───── Исходный текст
Перформанс Карен Финли We Keep Our Victims Ready показывает уязвимость речи, воплощая её как физическую экспозицию. Финли выстраивает монолог, в котором тело становится частью высказывания: оно покрыто шоколадом, маркировано как объект и жертва, и вместе с тем — как субъект, который говорит, кричит, бросает обвинения назад.
Карен Финли — We Keep Our Victims Ready, 1989
Финли демонстрирует, что слово делает тело доступным: язык, наполненный травмой и агрессией, делает уязвимость публичной. Это идеальная визуализация Батлер: высказывание формирует говорящую так же сильно, как она формирует речь.
Инсталляция Кары Уокер My Complement, My Enemy, My Oppressor, My Love раскрывает ту же динамику, но в историко-политическом масштабе. Силуэты, сцены насилия, интимности, подчинения — всё это работает как язык, который формирует расовые и гендерные позиции.
Уокер показывает: субъект никогда не говорит «просто так». Он уже занимает место в структуре власти, уже помещён в исторический контекст, уже «произнесён» чужими репликами. Речь становится актом, который подтверждает или нарушает эти позиции — и именно поэтому так раним.
Кара Уокер — My Complement, My Enemy, My Oppressor, My Love, 2007
В её работах слово и образ становятся инструментами, которые создают возможность или невозможность говорить. Уязвимость появляется в переживании и в самом факте, что высказывание помещено в политическую и историческую рамку.
Интерпелляция и адресность: кто становится «целью» речи
Интерпелляция стоит изучить, чтобы понять, как слово находит адресата — и как сам адресат формируется. Но для Батлер этот процесс гораздо сложнее, чем классическое аллюссеровское «полицейское: „Эй, ты!“». В Excitable Speech она подчёркивает: тот, кого «зовут», не просто отвечает — он становится» тем, к кому обращаются. И не всегда по своей воле.
Так возникает новая фигура уязвимости: адрес предшествует субъекту, и эта предзаданность делает речь способной ранить. Слово, обращённое «в никуда», может всё равно «попасть» — потому что действует сеть конвенций, ожиданий, исторических контекстов. Интерпелляция, по Батлер, не столько вопрос узнавания, сколько вопрос социального попадания.
Авторское изображение, генерация Midjourney Социальное попадание: один жест, одно обращение — и человек выделяется из потока, становясь тем, к кому обращаются.
Аллюссер говорил: «тот, кто оборачивается, признаёт себя». Но Батлер указывает, что «оборот» — не всегда акт согласия; иногда это протест, иногда — шок, иногда — невозможность избежать уже начавшегося процесса.
──────────
───── Исходные строки
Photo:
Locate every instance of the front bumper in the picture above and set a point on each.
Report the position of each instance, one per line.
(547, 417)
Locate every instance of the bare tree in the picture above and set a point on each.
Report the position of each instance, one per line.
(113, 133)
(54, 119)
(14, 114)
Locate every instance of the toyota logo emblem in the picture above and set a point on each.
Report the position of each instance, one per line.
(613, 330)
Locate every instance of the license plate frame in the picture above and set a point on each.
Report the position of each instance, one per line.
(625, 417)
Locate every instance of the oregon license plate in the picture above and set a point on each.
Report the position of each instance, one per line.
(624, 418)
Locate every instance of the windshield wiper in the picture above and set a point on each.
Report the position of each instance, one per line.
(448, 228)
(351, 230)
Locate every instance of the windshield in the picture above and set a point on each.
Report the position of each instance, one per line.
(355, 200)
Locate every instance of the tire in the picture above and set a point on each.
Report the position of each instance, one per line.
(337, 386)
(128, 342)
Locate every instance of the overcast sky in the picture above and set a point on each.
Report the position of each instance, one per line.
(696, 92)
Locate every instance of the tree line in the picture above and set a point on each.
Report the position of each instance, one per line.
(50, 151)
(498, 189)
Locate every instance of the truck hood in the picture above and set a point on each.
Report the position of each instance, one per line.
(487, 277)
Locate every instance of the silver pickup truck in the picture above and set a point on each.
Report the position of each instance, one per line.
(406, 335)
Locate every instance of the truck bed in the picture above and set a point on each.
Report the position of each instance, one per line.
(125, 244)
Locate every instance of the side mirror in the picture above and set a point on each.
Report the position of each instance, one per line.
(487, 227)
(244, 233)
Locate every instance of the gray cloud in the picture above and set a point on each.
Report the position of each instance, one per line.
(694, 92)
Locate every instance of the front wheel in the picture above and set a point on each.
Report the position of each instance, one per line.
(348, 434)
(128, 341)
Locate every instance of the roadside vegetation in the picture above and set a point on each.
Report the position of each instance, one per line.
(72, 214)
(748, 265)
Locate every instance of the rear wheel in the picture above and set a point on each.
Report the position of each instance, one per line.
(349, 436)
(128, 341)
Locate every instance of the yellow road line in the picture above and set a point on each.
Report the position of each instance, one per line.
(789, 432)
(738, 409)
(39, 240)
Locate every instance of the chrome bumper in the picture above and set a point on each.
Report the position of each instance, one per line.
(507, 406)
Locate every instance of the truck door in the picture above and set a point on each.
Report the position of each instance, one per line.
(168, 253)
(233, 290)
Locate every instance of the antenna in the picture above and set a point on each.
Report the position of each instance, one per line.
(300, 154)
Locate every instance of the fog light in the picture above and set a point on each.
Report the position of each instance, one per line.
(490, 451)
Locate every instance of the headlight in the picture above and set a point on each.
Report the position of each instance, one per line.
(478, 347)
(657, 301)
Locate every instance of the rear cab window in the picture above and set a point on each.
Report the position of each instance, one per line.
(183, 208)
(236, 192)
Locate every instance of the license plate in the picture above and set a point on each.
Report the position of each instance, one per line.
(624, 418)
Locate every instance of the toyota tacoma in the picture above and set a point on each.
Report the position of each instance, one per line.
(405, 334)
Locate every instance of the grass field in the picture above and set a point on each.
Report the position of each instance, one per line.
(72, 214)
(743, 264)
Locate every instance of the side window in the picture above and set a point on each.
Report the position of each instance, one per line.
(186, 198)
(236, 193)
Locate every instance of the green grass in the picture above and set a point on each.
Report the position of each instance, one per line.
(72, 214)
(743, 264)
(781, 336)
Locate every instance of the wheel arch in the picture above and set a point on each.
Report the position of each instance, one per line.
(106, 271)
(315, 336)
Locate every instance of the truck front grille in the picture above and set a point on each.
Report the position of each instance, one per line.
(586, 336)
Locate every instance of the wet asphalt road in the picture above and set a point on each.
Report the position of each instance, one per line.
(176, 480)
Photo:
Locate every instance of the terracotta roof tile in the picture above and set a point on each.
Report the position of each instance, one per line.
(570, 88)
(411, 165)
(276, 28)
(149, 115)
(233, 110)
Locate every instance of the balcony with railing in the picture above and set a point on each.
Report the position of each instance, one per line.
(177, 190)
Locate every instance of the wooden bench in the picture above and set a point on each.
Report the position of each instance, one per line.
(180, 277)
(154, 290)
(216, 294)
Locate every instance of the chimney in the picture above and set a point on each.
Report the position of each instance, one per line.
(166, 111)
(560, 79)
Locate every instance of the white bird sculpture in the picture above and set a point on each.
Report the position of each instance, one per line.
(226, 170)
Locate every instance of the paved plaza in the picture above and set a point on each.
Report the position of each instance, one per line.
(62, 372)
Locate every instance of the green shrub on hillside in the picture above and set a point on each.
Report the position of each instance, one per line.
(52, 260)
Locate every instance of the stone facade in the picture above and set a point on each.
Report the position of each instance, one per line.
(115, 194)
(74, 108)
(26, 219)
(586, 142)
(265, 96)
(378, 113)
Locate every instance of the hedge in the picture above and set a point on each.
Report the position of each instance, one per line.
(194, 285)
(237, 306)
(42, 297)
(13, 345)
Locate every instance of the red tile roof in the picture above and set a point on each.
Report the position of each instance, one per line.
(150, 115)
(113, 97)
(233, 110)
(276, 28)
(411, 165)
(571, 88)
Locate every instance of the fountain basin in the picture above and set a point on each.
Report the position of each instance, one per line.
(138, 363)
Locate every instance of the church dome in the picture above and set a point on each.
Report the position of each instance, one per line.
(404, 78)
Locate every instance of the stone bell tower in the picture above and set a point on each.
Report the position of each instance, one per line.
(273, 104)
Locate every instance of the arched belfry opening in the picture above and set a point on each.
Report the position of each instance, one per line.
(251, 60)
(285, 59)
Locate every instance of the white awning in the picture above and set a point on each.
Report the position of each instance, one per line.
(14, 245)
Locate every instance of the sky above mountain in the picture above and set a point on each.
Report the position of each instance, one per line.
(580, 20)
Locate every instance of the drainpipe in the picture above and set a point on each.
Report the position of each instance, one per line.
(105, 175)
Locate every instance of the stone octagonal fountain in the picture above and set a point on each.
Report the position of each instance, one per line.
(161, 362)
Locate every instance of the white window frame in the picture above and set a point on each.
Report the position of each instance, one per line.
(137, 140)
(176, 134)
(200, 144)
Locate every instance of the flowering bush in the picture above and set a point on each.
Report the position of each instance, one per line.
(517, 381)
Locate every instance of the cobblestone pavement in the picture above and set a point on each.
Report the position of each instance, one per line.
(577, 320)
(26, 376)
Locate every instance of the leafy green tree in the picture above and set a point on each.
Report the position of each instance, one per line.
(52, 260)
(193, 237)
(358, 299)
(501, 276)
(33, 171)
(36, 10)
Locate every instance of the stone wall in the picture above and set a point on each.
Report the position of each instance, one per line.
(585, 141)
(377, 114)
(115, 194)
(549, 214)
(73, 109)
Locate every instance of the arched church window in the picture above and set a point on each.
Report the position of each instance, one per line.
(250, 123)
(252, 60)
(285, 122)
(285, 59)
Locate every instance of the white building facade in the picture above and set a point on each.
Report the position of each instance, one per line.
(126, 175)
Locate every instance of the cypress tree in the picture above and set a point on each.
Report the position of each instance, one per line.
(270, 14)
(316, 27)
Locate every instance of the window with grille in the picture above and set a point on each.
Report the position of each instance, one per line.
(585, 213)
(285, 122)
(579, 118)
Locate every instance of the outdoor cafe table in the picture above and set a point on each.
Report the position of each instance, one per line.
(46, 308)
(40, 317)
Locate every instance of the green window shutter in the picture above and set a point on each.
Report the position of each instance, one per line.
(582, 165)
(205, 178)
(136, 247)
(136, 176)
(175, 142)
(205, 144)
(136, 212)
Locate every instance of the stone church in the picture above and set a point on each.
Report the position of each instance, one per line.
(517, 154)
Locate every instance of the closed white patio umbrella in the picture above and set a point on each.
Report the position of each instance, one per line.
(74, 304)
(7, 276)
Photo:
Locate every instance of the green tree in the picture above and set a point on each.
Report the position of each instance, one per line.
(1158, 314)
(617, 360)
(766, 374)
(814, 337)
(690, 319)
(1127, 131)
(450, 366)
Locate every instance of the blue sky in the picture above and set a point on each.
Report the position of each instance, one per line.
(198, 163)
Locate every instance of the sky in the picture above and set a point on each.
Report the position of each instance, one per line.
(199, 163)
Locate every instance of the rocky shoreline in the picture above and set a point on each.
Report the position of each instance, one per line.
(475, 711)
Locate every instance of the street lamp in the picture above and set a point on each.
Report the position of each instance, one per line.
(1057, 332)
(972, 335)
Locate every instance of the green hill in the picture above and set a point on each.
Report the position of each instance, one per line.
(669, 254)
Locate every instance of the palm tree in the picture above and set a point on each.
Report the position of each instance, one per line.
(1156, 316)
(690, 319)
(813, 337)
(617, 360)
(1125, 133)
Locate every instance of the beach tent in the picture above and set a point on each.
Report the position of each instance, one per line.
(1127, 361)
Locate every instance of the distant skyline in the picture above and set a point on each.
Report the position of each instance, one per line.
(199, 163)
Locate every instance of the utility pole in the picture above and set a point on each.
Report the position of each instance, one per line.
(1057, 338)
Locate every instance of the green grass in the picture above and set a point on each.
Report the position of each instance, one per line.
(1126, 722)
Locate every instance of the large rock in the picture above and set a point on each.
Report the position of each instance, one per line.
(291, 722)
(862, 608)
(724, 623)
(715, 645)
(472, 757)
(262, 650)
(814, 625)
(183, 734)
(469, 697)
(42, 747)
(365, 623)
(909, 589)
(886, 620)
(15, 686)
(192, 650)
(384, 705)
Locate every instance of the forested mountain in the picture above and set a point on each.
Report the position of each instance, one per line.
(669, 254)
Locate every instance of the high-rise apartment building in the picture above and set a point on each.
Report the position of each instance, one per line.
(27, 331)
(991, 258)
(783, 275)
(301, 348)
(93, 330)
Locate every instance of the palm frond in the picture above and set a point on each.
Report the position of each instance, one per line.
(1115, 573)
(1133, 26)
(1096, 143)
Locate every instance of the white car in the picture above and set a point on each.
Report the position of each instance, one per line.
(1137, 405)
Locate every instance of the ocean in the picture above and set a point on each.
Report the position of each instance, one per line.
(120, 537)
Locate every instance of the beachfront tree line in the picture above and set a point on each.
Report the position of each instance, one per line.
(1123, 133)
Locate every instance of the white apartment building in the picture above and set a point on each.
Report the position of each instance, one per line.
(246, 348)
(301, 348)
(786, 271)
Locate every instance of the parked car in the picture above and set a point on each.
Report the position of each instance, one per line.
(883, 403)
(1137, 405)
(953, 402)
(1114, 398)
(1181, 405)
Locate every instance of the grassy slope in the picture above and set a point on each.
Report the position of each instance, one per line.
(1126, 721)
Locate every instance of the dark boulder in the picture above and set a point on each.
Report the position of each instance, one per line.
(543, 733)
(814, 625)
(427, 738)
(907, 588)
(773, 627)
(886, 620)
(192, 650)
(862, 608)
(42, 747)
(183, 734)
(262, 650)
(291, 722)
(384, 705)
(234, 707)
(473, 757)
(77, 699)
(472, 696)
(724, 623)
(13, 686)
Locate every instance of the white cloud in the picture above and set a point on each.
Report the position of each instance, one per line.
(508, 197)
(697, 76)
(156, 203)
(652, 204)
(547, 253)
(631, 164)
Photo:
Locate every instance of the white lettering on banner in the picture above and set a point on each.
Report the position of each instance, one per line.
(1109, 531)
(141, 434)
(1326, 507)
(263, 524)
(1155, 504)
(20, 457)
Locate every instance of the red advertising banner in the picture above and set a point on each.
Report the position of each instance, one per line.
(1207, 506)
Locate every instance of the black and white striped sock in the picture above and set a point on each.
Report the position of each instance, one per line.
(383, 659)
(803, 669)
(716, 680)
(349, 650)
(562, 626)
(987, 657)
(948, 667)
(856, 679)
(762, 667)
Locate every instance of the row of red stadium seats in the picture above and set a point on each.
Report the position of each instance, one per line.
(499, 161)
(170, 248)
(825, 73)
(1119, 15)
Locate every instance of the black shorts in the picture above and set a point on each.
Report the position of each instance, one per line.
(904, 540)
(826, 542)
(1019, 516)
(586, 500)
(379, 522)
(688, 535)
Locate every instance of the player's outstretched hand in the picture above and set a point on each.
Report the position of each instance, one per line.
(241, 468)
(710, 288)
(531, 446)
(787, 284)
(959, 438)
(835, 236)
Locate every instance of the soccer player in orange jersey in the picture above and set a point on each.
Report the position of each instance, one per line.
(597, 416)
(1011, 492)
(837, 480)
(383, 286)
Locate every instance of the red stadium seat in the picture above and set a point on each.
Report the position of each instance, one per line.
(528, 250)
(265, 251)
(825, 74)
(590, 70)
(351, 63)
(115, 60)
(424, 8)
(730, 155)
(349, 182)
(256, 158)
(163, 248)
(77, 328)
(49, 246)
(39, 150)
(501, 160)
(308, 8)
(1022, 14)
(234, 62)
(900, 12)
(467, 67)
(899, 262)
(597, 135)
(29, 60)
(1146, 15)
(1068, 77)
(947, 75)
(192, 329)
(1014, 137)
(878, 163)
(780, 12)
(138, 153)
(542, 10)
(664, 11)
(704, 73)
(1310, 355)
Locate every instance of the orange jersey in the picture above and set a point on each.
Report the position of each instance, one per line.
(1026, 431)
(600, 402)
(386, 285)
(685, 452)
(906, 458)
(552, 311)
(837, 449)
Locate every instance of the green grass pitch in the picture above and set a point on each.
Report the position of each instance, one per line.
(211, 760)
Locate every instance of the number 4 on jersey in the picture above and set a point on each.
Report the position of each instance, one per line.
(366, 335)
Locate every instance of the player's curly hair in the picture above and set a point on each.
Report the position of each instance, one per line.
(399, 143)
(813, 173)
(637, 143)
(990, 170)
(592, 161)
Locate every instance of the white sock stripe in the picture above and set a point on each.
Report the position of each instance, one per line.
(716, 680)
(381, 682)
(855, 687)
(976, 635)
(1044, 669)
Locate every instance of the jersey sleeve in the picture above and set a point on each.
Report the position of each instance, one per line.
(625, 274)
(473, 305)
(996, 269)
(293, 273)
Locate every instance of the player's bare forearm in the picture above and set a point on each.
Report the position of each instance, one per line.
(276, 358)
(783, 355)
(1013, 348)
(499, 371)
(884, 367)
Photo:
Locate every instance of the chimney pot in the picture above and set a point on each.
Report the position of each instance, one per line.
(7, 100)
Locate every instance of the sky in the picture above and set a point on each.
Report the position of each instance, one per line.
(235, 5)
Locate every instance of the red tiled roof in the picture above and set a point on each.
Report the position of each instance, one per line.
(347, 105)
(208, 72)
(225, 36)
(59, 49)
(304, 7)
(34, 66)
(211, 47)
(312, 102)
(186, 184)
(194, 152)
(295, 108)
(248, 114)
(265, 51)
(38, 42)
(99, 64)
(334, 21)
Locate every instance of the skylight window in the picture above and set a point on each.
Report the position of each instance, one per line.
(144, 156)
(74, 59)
──────────
Задания
**A)** Перепишите фрагмент текста об уязвимости речи, начиная со слов «Инсталляция Кары Уокер» и заканчивая словами «и историческую рамку.», заменив «инструментами» на «средствами».
**B)** Допишите следующую часть текста об уязвимости речи, продолжив его после последнего предложения.

Ожидаемые ответы
**A)**
Инсталляция Кары Уокер My Complement, My Enemy, My Oppressor, My Love раскрывает ту же динамику, но в историко-политическом масштабе. Силуэты, сцены насилия, интимности, подчинения — всё это работает как язык, который формирует расовые и гендерные позиции.
Уокер показывает: субъект никогда не говорит «просто так». Он уже занимает место в структуре власти, уже помещён в исторический контекст, уже «произнесён» чужими репликами. Речь становится актом, который подтверждает или нарушает эти позиции — и именно поэтому так раним.
Кара Уокер — My Complement, My Enemy, My Oppressor, My Love, 2007
В её работах слово и образ становятся средствами, которые создают возможность или невозможность говорить. Уязвимость появляется в переживании и в самом факте, что высказывание помещено в политическую и историческую рамку.

**B)**
Таким образом, интерпелляция — не событие, а процесс, который продолжается, даже если субъект сопротивляется. Адресность — это не выбор, а условие существования в языке.
Искусство позволяет увидеть этот процесс с другой стороны — как сцены, где адресность становится видимой.
В Truisms Дженни Хольцер короткие фразы — «ABUSE OF POWER COMES AS NO SURPRISE», «PROTECT ME FROM WHAT I WANT» — действуют как чистые адресаты. Их никто не произносит, но каждый, кто их читает, автоматически втягивается в позицию «того, кому сказано». Хольцер помещает зрителя в ситуацию, где слово обращается к каждому, не выбирая никого конкретно, создавая странную форму универсальной интерпелляции — все становятся её целью, но никто не может считать себя исключённым.
Дженни Хольцер — Truisms, 1977–1982
Перформанс The Couple in the Cage Гомес-Пеньи и Фуско показывает интерпелляцию как насильственное местоимение. «Экзотические» исполнители выставлены в клетке, а зрители — невольно помещены в позицию тех, кто «называет», описывает, классифицирует. Их взгляд буквально превращает участников в объект — интерпелляция здесь работает через режим видимости, тот самый «адрес без речи», о котором пишет Батлер.
Такое расширение — от голосового «призыва» к распределённым практикам смотрения, называния, архивирования — делает понятие интерпелляции важным для анализа цифровых сцен. Адресность сегодня формируется алгоритмами, фидами, уведомлениями — но её логика остаётся той же: речь (или её эквивалент) находит нас раньше, чем мы успеваем решить, кем хотим быть в момент встречи.
Интерпелляция — это условие социального бытия, в котором слово действует быстрее сознания.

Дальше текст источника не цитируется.